## PROMPT:
From the article on credit card debt among young Americans, reproduce verbatim the passage starting with "Millennial and Gen" and going on through "an eight-year high.".

## SELECTED EXCERPT:
▬▬▬▬▬▬▬▬▬▬

Millennial and Gen Z Americans, many raised during the depths of the Great Recession during the late 2000s and early 2010s, long have been wary of Wall Street products and act more thrifty than their parents' generations. Recent research from the New York Federal Reserve, though, reveals an alarming trend: Rising credit card delinquencies among these younger consumer classes.
Among Americans age 18 to 29, credit card delinquencies of 90 days or greater surpassed 8% of balances in the first quarter, hitting an eight-year high.
"It is the 'We don't own' generation. It is unusual when we think of this cohort. These were the people who didn't take on debt," said Dan Primack, business editor at Axios, in a Monday appearance on CNBC's The Exchange.
The rising credit card debt comes at a time when big financial services firms are finding that this consumer debt demographic is more enticed by "extravagant" credit card sign-up bonuses than ongoing cash back or zero-percent interest offers, according to a new CreditCards.com report. Zero-percent interest on new purchases for 18 months (11%) and zero-percent interest on balance transfers for 21 months (6%), were well below interest in sign-up bonuses and travel credits.
The rise in consumer debt also picked up as the Federal Reserve was nearing an end to its era of ultra-low interest rates. While the Fed has put further rate increases on hold, the central bank was raising rates from unprecedented lows in 2018, and that influences rates on products like consumer credit cards.
"With interest rates going up, the average credit card rate is 18%, and that's for people with good credit," said Ted Rossman, industry analyst at Creditcards.com. "It can be as high as 25%."

▬▬▬▬▬▬▬▬▬▬

## EXCERPTED DATA:
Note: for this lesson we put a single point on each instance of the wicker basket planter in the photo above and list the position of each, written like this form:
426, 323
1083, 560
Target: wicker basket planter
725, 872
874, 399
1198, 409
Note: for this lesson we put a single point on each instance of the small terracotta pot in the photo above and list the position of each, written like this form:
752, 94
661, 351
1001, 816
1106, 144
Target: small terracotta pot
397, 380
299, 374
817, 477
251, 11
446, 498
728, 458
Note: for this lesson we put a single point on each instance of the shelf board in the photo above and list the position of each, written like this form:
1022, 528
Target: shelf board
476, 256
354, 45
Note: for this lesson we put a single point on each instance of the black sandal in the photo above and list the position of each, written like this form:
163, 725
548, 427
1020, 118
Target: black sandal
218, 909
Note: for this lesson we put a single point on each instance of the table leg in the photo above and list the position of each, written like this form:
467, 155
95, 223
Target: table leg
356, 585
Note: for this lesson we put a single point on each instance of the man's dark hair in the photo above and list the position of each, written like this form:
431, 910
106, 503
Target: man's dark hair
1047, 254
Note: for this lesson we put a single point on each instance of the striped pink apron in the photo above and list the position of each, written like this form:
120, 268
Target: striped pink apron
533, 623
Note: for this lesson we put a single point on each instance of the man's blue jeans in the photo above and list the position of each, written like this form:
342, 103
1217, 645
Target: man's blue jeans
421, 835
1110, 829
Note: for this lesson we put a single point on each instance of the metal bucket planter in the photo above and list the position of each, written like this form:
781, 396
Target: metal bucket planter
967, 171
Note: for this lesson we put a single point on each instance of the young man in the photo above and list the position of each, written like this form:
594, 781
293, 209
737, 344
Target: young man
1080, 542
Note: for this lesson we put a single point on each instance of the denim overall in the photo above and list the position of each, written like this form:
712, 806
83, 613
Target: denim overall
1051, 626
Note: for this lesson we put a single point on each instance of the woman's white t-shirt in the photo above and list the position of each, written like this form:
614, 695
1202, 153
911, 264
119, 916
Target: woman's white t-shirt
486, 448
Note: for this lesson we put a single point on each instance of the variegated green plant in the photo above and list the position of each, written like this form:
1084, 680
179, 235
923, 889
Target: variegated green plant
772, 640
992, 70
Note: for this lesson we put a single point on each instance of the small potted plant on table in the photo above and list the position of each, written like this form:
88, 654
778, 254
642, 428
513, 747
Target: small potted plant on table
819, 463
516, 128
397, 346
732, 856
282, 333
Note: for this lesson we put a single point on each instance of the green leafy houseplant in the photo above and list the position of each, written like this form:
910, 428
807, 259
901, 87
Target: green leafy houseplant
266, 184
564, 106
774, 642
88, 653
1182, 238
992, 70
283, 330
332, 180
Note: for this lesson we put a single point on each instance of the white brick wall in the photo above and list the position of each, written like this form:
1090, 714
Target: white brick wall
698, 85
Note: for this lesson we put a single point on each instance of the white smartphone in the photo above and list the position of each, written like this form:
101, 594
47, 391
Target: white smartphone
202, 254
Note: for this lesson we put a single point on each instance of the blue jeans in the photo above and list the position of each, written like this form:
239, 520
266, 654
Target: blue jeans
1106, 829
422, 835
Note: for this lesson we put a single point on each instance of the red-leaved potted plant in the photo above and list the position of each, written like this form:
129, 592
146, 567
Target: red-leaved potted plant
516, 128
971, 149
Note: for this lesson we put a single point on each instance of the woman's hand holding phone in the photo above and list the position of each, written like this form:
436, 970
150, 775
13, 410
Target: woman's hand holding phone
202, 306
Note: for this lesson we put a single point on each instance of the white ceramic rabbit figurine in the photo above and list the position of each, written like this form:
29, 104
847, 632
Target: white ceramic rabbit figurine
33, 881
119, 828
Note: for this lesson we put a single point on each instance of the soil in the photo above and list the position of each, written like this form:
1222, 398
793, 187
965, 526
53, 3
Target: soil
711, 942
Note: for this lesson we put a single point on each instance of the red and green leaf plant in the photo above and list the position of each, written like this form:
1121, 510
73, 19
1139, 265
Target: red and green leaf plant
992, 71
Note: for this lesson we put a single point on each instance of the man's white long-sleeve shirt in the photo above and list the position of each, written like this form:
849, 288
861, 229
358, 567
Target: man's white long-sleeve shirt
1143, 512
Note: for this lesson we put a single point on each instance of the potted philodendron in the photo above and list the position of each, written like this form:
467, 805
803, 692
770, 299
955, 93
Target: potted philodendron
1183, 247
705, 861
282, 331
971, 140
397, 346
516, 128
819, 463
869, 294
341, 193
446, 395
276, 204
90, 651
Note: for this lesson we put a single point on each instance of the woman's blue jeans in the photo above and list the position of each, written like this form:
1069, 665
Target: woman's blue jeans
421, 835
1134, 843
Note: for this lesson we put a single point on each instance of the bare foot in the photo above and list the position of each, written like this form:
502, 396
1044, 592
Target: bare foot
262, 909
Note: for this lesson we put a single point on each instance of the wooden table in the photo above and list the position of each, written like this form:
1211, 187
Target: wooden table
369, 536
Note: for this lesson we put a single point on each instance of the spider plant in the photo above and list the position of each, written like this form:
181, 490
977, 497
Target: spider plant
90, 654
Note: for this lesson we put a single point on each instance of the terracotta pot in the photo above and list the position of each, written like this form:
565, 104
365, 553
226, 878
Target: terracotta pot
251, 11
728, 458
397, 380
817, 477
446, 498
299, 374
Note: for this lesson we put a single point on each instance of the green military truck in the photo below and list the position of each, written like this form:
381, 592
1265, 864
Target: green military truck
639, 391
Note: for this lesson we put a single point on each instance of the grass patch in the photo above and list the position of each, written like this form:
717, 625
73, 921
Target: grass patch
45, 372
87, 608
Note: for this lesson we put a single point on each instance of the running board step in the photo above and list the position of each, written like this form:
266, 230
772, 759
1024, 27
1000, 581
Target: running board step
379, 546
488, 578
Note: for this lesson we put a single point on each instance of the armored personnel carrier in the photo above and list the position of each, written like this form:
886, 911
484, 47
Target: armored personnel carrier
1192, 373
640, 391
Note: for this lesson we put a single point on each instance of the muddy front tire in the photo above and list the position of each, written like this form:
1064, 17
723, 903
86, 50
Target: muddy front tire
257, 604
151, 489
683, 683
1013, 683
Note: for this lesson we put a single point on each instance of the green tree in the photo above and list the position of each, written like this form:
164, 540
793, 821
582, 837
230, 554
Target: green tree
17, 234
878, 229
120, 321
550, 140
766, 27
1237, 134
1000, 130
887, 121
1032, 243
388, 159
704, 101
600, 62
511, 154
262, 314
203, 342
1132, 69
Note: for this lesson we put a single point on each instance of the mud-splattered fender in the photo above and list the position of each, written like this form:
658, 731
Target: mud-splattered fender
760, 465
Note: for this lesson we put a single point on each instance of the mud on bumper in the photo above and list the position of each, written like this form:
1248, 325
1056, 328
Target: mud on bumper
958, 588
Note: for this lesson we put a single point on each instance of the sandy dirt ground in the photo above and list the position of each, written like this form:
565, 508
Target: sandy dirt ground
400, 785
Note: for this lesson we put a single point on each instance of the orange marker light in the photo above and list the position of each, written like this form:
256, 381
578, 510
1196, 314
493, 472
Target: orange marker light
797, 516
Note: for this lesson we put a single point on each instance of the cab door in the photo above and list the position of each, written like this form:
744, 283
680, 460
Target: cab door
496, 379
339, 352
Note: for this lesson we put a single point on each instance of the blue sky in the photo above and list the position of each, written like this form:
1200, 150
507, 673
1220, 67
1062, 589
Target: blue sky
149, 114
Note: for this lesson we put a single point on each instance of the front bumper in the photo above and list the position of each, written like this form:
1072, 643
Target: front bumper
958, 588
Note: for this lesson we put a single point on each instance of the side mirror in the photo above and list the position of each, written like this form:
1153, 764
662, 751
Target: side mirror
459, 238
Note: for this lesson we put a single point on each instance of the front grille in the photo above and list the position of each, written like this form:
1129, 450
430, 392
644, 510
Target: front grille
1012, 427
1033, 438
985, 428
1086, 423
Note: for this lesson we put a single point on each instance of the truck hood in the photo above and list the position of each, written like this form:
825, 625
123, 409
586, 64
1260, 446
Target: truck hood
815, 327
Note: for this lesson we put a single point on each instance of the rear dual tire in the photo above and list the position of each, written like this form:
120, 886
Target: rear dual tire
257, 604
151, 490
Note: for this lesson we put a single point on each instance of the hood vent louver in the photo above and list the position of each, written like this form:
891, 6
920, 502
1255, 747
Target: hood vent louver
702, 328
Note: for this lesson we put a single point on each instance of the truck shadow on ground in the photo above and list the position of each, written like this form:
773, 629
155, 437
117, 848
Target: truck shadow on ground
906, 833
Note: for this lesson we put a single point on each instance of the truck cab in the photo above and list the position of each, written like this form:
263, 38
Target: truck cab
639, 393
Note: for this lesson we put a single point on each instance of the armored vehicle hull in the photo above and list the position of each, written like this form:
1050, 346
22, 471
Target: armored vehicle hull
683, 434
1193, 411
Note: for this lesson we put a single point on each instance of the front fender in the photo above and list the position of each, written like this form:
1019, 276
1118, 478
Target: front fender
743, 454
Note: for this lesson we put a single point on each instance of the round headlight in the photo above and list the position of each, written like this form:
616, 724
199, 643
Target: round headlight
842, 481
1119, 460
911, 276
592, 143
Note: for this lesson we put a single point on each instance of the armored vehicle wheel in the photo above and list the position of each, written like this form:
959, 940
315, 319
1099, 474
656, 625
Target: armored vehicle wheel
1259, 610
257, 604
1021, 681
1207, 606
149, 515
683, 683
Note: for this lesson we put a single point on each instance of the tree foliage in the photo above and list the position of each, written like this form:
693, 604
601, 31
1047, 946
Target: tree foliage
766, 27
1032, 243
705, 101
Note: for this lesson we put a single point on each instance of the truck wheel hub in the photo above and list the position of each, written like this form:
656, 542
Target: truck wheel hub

▬▬▬▬▬▬▬▬▬▬

## ANSWER BELOW:
Millennial and Gen Z Americans, many raised during the depths of the Great Recession during the late 2000s and early 2010s, long have been wary of Wall Street products and act more thrifty than their parents' generations. Recent research from the New York Federal Reserve, though, reveals an alarming trend: Rising credit card delinquencies among these younger consumer classes.
Among Americans age 18 to 29, credit card delinquencies of 90 days or greater surpassed 8% of balances in the first quarter, hitting an eight-year high.